Required work:
(A) Copy word for word the part of the Social Security memorandum that begins with the words "H~ (Sebrena), who" and ends with "September 29, 2002.".
(B) Resume the memorandum on Sebrena's eligibility for child's benefits, starting after its last sentence.

Text block:
-- Begin --
INTRODUCTION
               This memorandum is in response to your request for our opinion whether Sebrena A.
                  H~ (Sebrena), who was an adoptive child of Charles R. H~ (number holder) until the
                  number holder terminated his parental rights, can be established as child of the number
                  holder under the Social Security Act, and if so, whether she would be eligible for
                  child’s benefits on the number holder’s account as of September 29, 2002, twelve months
                  prior to her Supplemental Security Income (SSI) application of September 29, 2003.
                  Based on the evidence provided to us and our research, it is our opinion that the
                  various entrustment agreements signed by the number holder do not eliminate Sebrena’s
                  status as a “child” of the number holder and do not prevent her from recovering benefits
                  on his earnings record as of September 29, 2002.
               
               BACKGROUND
               In or around June 1987, Sebrena was adopted by the number holder and his wife, Patricia
                  H~. The number holder and Patricia H~ signed a voluntary entrustment agreement entrusting
                  Sebrena into the care and custody of the Bedford County, Virginia Department of Social
                  Services on January 12, 2000. The Bedford Juvenile and Domestic Relations District
                  Court approved that agreement on May 16, 2000. The number holder and the County entered
                  an Entrustment Agreement for Permanent Surrender of Child February 28, 2002. An order
                  for Voluntary Termination of Residual Parental Rights was entered on July 23, 2002.
-- End --
Supplied information:
-- Begin --
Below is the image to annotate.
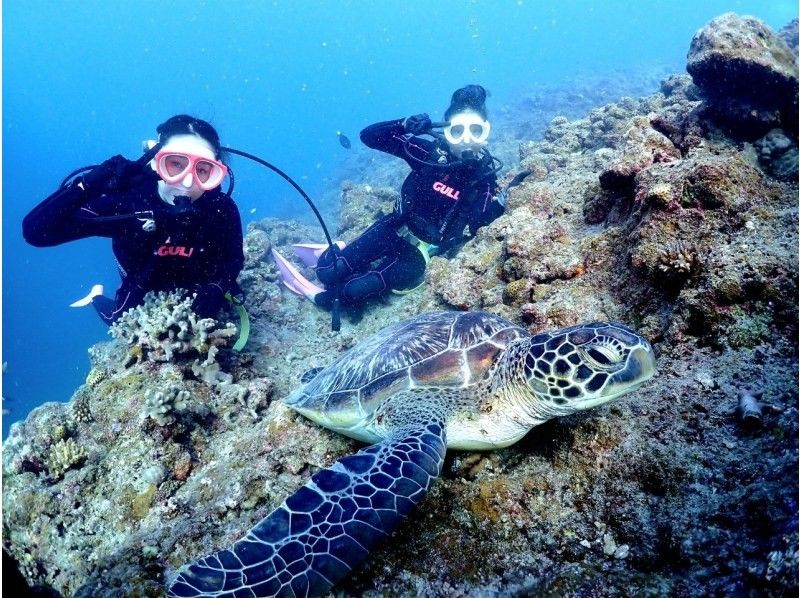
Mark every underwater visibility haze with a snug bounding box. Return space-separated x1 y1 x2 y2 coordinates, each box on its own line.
3 0 796 437
2 0 800 598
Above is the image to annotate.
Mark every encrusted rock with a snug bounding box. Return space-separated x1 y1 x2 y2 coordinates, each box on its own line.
686 13 798 138
658 241 700 277
47 438 88 480
86 368 108 388
142 385 190 426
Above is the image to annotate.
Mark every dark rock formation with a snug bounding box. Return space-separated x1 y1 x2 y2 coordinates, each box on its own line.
686 13 798 140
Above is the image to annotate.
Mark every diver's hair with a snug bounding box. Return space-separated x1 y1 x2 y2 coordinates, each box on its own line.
156 114 223 160
444 85 488 120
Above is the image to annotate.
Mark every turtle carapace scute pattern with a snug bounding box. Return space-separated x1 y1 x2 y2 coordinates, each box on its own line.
169 312 655 597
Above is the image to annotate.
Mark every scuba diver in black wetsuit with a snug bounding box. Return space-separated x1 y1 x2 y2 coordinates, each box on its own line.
273 85 504 308
22 115 244 324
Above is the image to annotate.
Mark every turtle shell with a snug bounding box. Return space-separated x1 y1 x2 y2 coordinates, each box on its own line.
286 311 529 433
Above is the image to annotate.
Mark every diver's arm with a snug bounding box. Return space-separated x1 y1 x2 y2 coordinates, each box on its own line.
22 184 144 247
22 183 97 247
22 156 147 247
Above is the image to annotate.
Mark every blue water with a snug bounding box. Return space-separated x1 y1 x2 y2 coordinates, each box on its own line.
2 0 797 436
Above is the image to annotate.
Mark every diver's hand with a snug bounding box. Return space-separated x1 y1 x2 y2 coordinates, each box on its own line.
403 113 432 135
82 154 141 195
192 282 225 318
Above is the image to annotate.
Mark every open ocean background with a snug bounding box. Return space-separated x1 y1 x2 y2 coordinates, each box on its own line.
2 0 797 437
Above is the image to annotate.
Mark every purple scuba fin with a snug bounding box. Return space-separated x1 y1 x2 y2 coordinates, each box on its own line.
292 241 345 268
272 250 327 301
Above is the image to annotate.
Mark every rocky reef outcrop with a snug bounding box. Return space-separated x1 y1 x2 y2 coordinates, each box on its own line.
3 15 798 596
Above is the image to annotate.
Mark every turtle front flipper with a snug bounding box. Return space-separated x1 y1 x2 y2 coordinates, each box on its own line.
169 419 447 597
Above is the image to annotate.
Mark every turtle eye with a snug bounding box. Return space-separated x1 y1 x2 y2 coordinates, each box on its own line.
581 343 622 370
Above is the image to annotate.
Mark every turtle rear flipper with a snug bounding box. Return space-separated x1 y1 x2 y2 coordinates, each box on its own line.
169 418 447 597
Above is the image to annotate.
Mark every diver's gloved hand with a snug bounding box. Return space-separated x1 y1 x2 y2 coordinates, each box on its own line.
403 113 432 135
82 154 141 195
192 282 225 318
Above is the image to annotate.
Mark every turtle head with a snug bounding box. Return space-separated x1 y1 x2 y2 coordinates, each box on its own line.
525 322 656 415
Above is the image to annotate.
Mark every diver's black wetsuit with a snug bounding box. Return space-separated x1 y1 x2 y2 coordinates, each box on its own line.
22 173 244 324
314 119 503 307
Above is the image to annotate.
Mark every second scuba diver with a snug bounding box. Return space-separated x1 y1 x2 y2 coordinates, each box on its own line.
22 115 244 324
272 85 504 308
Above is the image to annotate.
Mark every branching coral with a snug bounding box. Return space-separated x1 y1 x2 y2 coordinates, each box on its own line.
86 368 108 388
47 438 88 480
72 396 94 424
142 385 190 426
110 290 237 361
658 241 700 277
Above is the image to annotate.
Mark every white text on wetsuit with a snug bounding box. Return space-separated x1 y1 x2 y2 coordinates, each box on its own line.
433 181 461 200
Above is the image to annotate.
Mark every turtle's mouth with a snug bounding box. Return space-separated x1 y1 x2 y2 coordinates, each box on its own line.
578 347 656 410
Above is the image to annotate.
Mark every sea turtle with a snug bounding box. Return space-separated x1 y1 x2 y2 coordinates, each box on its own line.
169 312 655 597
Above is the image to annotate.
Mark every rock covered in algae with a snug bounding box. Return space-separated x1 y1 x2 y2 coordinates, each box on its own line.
109 290 237 361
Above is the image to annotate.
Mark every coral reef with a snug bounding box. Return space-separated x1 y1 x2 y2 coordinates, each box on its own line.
3 15 799 597
142 385 189 426
686 13 798 139
46 438 87 480
109 290 237 362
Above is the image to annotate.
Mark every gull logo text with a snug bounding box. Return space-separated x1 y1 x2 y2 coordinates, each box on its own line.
433 181 461 200
156 245 194 257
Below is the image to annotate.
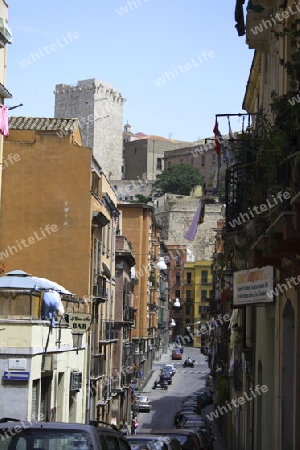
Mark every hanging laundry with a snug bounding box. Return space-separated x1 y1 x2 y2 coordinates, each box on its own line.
213 119 221 155
0 105 9 136
184 198 204 241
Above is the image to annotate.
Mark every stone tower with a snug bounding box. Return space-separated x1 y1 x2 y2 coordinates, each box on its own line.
54 78 125 180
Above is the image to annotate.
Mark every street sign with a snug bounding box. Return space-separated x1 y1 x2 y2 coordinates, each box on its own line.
68 313 92 334
3 370 30 381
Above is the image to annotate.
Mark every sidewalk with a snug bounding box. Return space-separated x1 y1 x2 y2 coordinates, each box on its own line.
201 405 227 450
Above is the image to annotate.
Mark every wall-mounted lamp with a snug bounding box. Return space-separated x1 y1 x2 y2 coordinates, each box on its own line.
169 319 176 327
156 256 168 270
173 298 181 308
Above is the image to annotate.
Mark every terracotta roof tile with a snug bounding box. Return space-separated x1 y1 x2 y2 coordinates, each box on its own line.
8 116 79 133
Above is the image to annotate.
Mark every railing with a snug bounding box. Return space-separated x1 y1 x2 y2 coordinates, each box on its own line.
91 354 105 379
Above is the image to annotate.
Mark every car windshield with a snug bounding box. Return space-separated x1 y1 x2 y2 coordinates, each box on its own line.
0 426 93 450
127 436 168 450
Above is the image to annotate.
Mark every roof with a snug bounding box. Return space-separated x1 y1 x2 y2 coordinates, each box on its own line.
8 116 79 133
0 83 12 98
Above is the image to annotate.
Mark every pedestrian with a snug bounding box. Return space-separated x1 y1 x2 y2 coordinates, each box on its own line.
134 419 139 434
131 417 139 434
131 419 135 434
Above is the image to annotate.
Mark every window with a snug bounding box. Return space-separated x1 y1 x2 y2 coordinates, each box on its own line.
186 272 192 284
201 289 207 302
92 171 100 196
201 270 208 283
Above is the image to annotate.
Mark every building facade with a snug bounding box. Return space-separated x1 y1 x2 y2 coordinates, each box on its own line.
0 0 12 213
0 117 123 421
212 0 300 450
123 134 191 181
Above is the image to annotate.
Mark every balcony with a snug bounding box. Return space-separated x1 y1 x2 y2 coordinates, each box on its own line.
123 305 136 324
93 276 108 303
91 354 105 380
148 303 159 314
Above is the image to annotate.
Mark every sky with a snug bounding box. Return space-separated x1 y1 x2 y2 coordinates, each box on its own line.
5 0 253 142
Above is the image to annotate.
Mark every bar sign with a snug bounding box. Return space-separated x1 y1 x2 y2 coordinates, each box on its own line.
3 370 30 381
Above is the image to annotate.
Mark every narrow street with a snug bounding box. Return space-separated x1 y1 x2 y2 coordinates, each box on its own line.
138 347 209 433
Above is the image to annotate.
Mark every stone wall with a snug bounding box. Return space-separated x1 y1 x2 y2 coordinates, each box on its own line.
154 194 223 261
54 78 125 180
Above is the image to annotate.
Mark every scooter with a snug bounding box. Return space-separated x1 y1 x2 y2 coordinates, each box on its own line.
152 381 168 390
183 359 195 367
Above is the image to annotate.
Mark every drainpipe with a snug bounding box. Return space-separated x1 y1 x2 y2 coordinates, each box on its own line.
108 213 115 418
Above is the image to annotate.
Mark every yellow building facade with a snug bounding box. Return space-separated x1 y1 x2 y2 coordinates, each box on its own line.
183 261 213 347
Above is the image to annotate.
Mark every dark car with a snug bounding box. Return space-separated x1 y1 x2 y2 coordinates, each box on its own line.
135 395 151 412
151 429 204 450
127 434 181 450
0 418 130 450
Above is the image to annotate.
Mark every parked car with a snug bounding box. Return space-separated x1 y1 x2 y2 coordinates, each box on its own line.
135 395 151 412
152 380 168 390
161 364 176 376
127 434 181 450
0 418 130 450
151 429 204 450
171 348 182 360
183 358 196 367
159 370 172 385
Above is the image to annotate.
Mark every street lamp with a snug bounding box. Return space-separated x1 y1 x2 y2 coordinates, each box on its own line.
173 298 181 308
169 319 176 327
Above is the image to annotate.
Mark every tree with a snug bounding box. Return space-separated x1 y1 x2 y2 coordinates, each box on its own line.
153 164 203 195
133 194 151 204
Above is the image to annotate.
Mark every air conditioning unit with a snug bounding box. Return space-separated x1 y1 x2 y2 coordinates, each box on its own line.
70 372 82 391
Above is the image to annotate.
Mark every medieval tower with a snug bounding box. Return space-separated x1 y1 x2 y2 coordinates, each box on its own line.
54 78 125 180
-- End --
Responses to the tasks:
(A)
H~ (Sebrena), who was an adoptive child of Charles R. H~ (number holder) until the
                  number holder terminated his parental rights, can be established as child of the number
                  holder under the Social Security Act, and if so, whether she would be eligible for
                  child’s benefits on the number holder’s account as of September 29, 2002, twelve months
                  prior to her Supplemental Security Income (SSI) application of September 29, 2003.
                  Based on the evidence provided to us and our research, it is our opinion that the
                  various entrustment agreements signed by the number holder do not eliminate Sebrena’s
                  status as a “child” of the number holder and do not prevent her from recovering benefits
                  on his earnings record as of September 29, 2002.

(B)
                  Sebrena had no subsequent adoption.
               
               The number holder filed an application for disability benefits on October 29, 2002.
                  He was found to be disabled under the Act with an onset date of March 1, 2000, and
                  an entitlement date of October 2001. He did not name Sebrena as his child on his disability
                  application. Sebrena filed a Title XVI application for SSI on September 29, 2003.
                  There was no application for benefits on the number holder’s record until Sebrena
                  filed an application for Childhood Disability Benefits (CDB) on May 3, 2010.
               
               DISCUSSION
               Because Sebrena is seeking Child’s benefits (CIB) on the number holder’s account,
                  the threshold question is whether she qualifies as the number holder’s child as that
                  term is defined under the Social Security Act (the Act). The Act and its implementing
                  regulations provide that CIB may be granted based on the earnings record of an insured
                  individual who is entitled to disability benefits if the applicant is (1) the insured’s
                  child, (2) dependent on the insured, (3) unmarried, and (4) under eighteen years of
                  age. Social Security Act § 202(d)(1); 42 U.S.C. § 402(d)(1); 20 C.F.R. § 404.350(a)
                  (2010). A “child” includes an adopted child. Social Security Act § 216(e); 42 U.S.C.
                  § 416(e); 20 C.F.R. § 404.359 (2010). Section 216(h) of the Act provides the analytical
                  framework that the Agency must follow for determining whether a child is the “child”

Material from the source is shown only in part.